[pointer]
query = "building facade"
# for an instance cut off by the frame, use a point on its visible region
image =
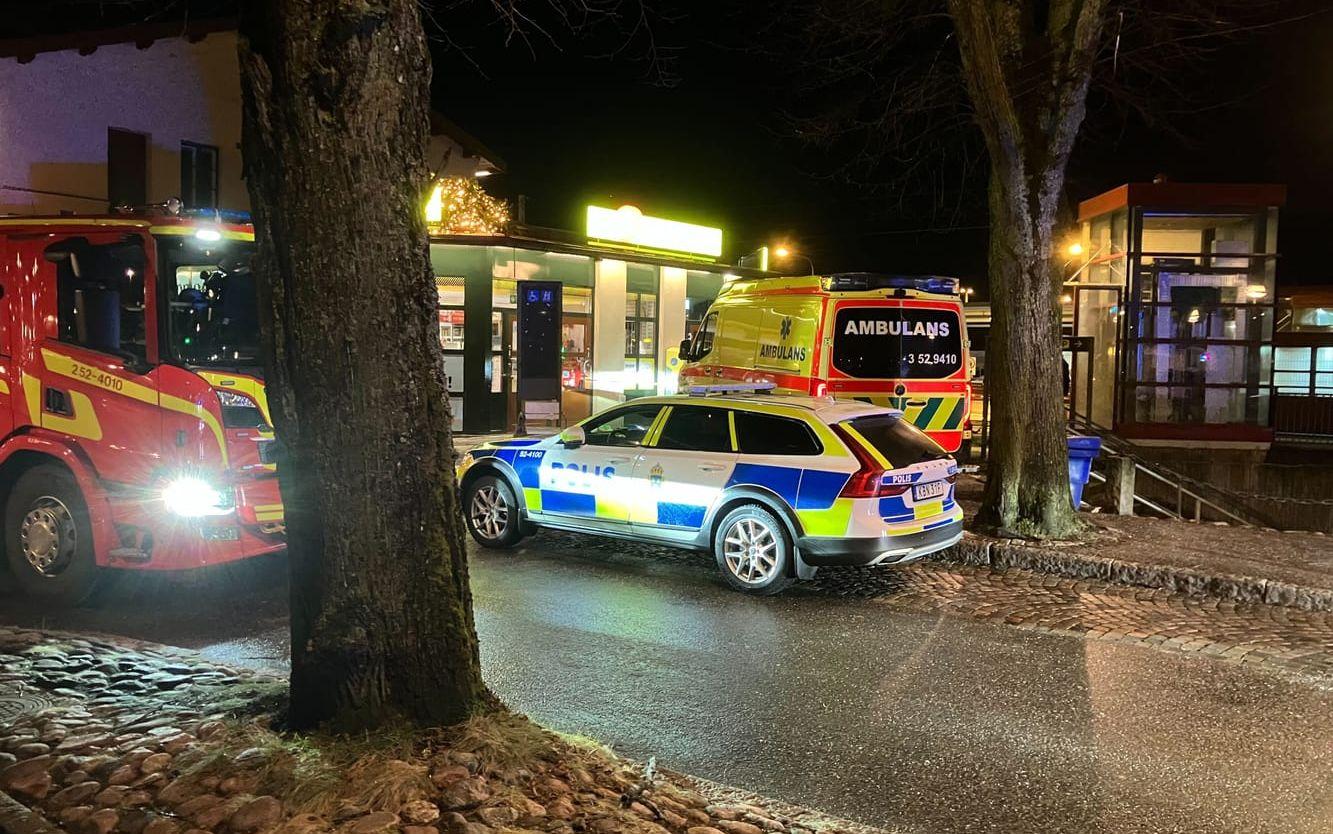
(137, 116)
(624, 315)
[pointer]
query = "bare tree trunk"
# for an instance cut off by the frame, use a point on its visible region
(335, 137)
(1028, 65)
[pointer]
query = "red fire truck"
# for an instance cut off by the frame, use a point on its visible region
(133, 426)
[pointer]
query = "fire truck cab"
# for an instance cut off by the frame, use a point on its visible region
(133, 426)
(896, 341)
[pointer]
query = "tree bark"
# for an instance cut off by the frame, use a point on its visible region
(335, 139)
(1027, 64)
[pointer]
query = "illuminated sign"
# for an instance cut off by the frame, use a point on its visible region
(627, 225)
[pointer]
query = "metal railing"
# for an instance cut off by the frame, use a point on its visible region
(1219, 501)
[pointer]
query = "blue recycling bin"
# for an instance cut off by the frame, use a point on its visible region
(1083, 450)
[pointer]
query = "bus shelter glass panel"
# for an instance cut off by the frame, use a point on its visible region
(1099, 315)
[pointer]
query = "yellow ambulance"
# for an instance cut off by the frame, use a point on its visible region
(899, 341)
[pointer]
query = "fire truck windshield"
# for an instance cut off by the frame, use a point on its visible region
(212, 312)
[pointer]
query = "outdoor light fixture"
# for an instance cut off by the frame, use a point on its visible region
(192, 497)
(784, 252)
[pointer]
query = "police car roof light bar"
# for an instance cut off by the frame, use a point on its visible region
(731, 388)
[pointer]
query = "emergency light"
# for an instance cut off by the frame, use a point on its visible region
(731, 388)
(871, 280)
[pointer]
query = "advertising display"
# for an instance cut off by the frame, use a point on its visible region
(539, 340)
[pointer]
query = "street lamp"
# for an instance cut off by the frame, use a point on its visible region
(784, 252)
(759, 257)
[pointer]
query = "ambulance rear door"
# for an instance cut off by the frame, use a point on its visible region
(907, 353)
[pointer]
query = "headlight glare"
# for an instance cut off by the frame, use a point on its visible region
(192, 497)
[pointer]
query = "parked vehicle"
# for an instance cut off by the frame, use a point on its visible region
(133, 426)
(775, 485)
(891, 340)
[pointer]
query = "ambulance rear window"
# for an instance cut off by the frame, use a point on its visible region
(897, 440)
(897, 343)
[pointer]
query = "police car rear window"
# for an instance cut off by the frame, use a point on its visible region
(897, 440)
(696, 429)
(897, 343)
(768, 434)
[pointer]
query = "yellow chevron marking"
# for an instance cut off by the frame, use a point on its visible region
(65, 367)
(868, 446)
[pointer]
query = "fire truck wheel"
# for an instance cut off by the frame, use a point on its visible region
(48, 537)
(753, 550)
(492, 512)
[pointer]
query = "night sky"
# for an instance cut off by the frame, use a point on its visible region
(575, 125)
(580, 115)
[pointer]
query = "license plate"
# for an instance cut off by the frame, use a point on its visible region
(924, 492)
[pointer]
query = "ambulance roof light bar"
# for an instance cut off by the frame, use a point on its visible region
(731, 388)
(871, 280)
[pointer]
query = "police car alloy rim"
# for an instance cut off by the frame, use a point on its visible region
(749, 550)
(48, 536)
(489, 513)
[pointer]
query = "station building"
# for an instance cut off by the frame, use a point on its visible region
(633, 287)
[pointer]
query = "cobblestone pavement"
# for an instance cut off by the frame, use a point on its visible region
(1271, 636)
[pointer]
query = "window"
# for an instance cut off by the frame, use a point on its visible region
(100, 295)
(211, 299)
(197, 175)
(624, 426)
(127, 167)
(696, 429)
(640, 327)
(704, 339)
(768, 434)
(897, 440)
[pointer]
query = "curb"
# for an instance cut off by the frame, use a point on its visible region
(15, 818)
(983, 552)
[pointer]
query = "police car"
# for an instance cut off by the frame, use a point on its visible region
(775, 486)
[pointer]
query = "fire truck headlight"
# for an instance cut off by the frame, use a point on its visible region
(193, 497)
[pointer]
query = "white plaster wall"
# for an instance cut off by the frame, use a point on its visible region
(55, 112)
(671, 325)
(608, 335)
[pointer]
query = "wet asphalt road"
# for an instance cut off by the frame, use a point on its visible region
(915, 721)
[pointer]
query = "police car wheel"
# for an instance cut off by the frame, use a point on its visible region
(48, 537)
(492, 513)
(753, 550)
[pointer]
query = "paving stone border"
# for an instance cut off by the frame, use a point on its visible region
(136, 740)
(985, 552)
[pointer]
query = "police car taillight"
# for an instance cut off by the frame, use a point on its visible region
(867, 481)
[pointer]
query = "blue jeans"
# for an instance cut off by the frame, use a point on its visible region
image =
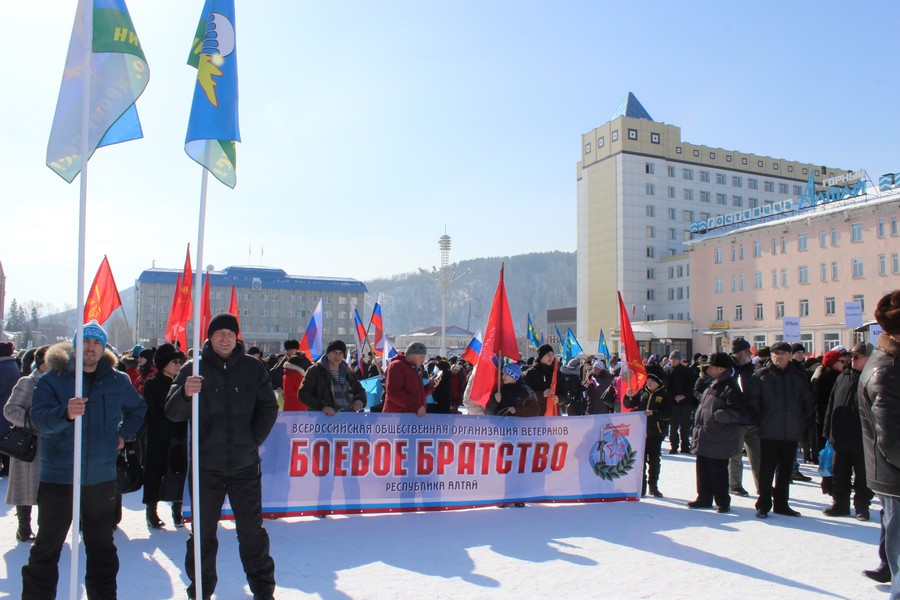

··········

**TASK PROMPT**
Please transcribe the material above exactly as written. Leave the pictures out.

**THE RESULT**
[pointer]
query = "building facade"
# for an instance cut off by the frame, use a point on its visible region
image =
(137, 116)
(624, 315)
[pointer]
query = "bare tree trunk"
# for an instance cut off by the frame, use a point on its visible region
(335, 137)
(1028, 65)
[pointer]
query = "red fire truck"
# for an instance cut off by the frame, use a point on its visible region
(133, 426)
[pointer]
query = "fire truck cab"
# for an instance cut off by the frame, use a point on its visible region
(133, 426)
(896, 341)
[pointer]
query = "tree bark"
# for an instance cut off by the frame, use a point on its visible region
(335, 139)
(1027, 64)
[pointer]
query = "illuminated sign"
# for an instance cut off by the frame, use a point on its visible region
(627, 225)
[pointer]
query = "metal railing"
# for an instance cut off by the frame, use a point on its visible region
(1219, 501)
[pointer]
query = "blue recycling bin"
# for an instance cut off by the frame, use a point on its visible region
(1083, 450)
[pointer]
query = "bus shelter glass panel"
# for an instance cut off by the frame, use a point on its visible region
(1099, 315)
[pointer]
query = "yellow ambulance"
# for an instance cut off by the frame, use a point on its visible region
(899, 341)
[pointer]
query = "fire truck windshield"
# for an instance cut off by the frame, use a point on its visible region
(212, 312)
[pointer]
query = "outdoor light fixture"
# for an instance cut off by the frame, use a point on its visible region
(192, 497)
(784, 252)
[pointer]
query = "police car roof light bar"
# for an instance cut off by the frame, use a point on its visible region
(731, 388)
[pointer]
query = "emergency light"
# for an instance cut off by the frame, use a point on its visible region
(731, 388)
(871, 280)
[pointer]
query = "advertising display"
# for an instance cut off by the frame, use a point on its visible region
(539, 340)
[pointer]
query = "street lamp"
# for an instance cut off by the frame, use a point on its visible region
(784, 252)
(759, 257)
[pointer]
query = "ambulance rear door"
# for an instance cut off by the frame, use a point on its visible region
(907, 353)
[pointer]
query = "headlight glare"
# for an instance cut off by the frame, use a point on its visible region
(192, 497)
[pointer]
query = "parked vehicle"
# for an instance cut off by the frame, use a point on its visible region
(133, 426)
(775, 485)
(891, 340)
[pointer]
query = "ambulance rear window"
# for an instance cut off by the frame, use a point on its visible region
(897, 440)
(897, 343)
[pointer]
query = "police car rear window"
# for an instance cut off by the frame, use a point on its visible region
(897, 440)
(696, 429)
(897, 343)
(768, 434)
[pointer]
query = "yellow chevron marking"
# for an instance cut off by the frame, use a point on its visible region
(65, 367)
(868, 446)
[pointer]
query = "fire truck wheel"
# for an instance cut off by the frame, use a point on its visible region
(48, 537)
(753, 550)
(492, 512)
[pointer]
query = "night sky"
# for an instance cut off by the frame, use a point on its visible region
(575, 125)
(580, 115)
[pointer]
query = "license plate"
# for an instance cut off by the frame, use a point on its visible region
(924, 492)
[pointer]
query = "ambulance roof light bar"
# for an instance cut off by the frame, use a point on its visible region
(731, 388)
(871, 280)
[pointer]
query = "police car alloy rim"
# for an instance cut off by the frame, use a point on its visible region
(749, 550)
(48, 536)
(489, 513)
[pointer]
query = "station building"
# for an instance cut off by the frame, use a point on its visible region
(633, 287)
[pointer]
query = "cobblestone pavement"
# for an instance cut off by the frame, use a point on its visible region
(1271, 636)
[pointer]
query = "window"
# for an instance cut off by the frame, use a point on its visible region
(100, 295)
(211, 299)
(197, 175)
(624, 426)
(127, 167)
(696, 429)
(640, 327)
(704, 339)
(768, 434)
(897, 440)
[pointer]
query = "curb"
# for an instance cut off by the frame, use a point on its visible region
(15, 818)
(983, 552)
[pointer]
query = "police car"
# for an instance cut off by the frame, use a point on its visible region
(775, 486)
[pointer]
query = "fire truck headlight"
# for an instance cut off by the frame, use a point on its visible region
(193, 497)
[pointer]
query = "white plaster wall"
# for an instance cut off by the frame, use a point on its visible region
(55, 112)
(671, 325)
(608, 335)
[pointer]
query = "wet asphalt road"
# for an instance cut off by the frame, use a point on its visible region
(915, 721)
[pointer]
query = "police car wheel"
# for an instance cut off by the frame, use a point on its visible region
(48, 537)
(492, 513)
(753, 550)
[pointer]
query = "paving stone border"
# for an instance cut off by the frame, use a point on its visible region
(136, 740)
(985, 552)
[pointer]
query = "police car taillight"
# for an instance cut off by the frame, use a point on its visible region
(867, 481)
[pointer]
query = "blue jeans"
# for an instance cut off by the frame, use a point on its visible region
image =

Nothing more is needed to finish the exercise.